Recorded information:
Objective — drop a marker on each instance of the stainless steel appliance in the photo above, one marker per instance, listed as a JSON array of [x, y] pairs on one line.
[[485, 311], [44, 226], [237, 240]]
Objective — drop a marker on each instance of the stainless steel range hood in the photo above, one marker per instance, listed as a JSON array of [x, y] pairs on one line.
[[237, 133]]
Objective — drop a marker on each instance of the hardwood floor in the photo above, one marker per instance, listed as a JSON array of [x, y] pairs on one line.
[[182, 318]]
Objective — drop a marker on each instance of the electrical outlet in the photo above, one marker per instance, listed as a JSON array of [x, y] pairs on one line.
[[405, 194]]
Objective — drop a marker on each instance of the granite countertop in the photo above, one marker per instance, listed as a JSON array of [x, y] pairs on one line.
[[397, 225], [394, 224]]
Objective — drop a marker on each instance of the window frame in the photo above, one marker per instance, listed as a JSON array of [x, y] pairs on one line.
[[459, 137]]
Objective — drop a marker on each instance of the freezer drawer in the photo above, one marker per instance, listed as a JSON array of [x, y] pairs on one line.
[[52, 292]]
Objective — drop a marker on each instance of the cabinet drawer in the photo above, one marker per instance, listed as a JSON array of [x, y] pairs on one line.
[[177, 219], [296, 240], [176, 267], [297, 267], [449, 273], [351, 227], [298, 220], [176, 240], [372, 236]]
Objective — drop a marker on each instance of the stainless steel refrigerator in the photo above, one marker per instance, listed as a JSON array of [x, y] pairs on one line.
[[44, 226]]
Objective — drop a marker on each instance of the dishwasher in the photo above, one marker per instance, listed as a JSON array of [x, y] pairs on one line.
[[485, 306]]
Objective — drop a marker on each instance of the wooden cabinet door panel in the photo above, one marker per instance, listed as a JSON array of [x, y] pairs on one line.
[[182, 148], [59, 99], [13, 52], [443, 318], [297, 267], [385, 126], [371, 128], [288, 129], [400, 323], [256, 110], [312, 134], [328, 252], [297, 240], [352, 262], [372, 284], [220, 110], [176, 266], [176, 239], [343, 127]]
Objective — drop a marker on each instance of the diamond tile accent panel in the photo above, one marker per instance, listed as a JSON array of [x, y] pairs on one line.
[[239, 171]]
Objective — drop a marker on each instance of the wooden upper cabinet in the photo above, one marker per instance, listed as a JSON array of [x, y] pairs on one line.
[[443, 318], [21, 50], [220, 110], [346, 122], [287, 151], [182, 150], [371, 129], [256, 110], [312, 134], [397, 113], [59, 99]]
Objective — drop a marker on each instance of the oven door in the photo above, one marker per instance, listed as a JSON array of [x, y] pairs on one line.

Description of the task:
Copy all of the data above, word for word and with nothing changed.

Completed task:
Objective — drop a marker on each instance of the stainless steel appliance in the photo above, one marker per instance, listed as a JSON array of [x, y] pairs on one line.
[[485, 311], [44, 226], [237, 240]]
Objective — drop a marker on each instance of the stainless steel range hood in the photo above, one marker per instance, listed as a JSON array of [x, y] pairs on one line.
[[237, 133]]
Objective — drop a marker on each instance of the hardwood floor in the photo above, one marker per instance, listed as a JSON array of [x, y] pairs on one line.
[[182, 318]]
Objective — drop a marker on each instance of the electrical outlet in the photo above, one marker per instance, listed as a JSON array of [x, y] pairs on one line.
[[405, 194]]
Objective — drop a marker on each instance of the granite countertop in the photo above, one marker per instance, listed as a JSON array of [x, y] pairs on one line.
[[397, 225], [394, 224]]
Objective — drop a marker on each instance of the window frame in the photo above, one marker per instance, listed as a JSON array of [x, y] pairs on one line.
[[459, 137]]
Objective — drop a marker on each instance of the freezer drawer in the photo above, one marker per instance, listed as a JSON array of [x, y] pairs on one line.
[[52, 292]]
Objective — drop a marker on each instance of the cabinet drawer in the photo above, one marker per instance, listed as a JSON array of [x, y] pairs on one line.
[[177, 219], [296, 240], [176, 267], [297, 267], [449, 273], [351, 227], [298, 220], [176, 240], [372, 236]]
Objective — drop a marker on each instance of the stainless steel refrigerator in the photo above, one marker per instance, listed as a JSON array of [x, y] pairs on one line.
[[44, 226]]
Objective — drop a marker on each instance of the dishwasher in the photo above, one marker per instance, listed as a JSON array of [x, y] pairs on one line.
[[485, 306]]
Objective — drop a marker on each instance of the wooden cabinet door panel in the photo above, one marker per instance, listed as a JSON array of [x, y] pairs on one line.
[[182, 148], [59, 99], [13, 52], [443, 318], [297, 267], [385, 126], [371, 128], [288, 129], [400, 323], [256, 110], [312, 134], [328, 252], [297, 240], [352, 262], [372, 284], [220, 110], [176, 266], [176, 239], [343, 127]]
Objective — drop a marker on each instance of the diamond tile accent panel in the photo above, one marker per instance, listed as a JSON array of [x, y] pairs on one line.
[[239, 171]]
Objective — drop a marker on each instance of the wooden upper cabinet in the photo above, one marker per instance, listed as a JSON array of [x, y] pairs on one line.
[[443, 318], [21, 50], [220, 110], [346, 122], [287, 151], [182, 150], [371, 129], [256, 110], [312, 134], [397, 113], [59, 99]]
Objective — drop a marker on each instance of the oven door in the photo above, one marker per instance, listed as a JSON array of [x, y] pairs on one line.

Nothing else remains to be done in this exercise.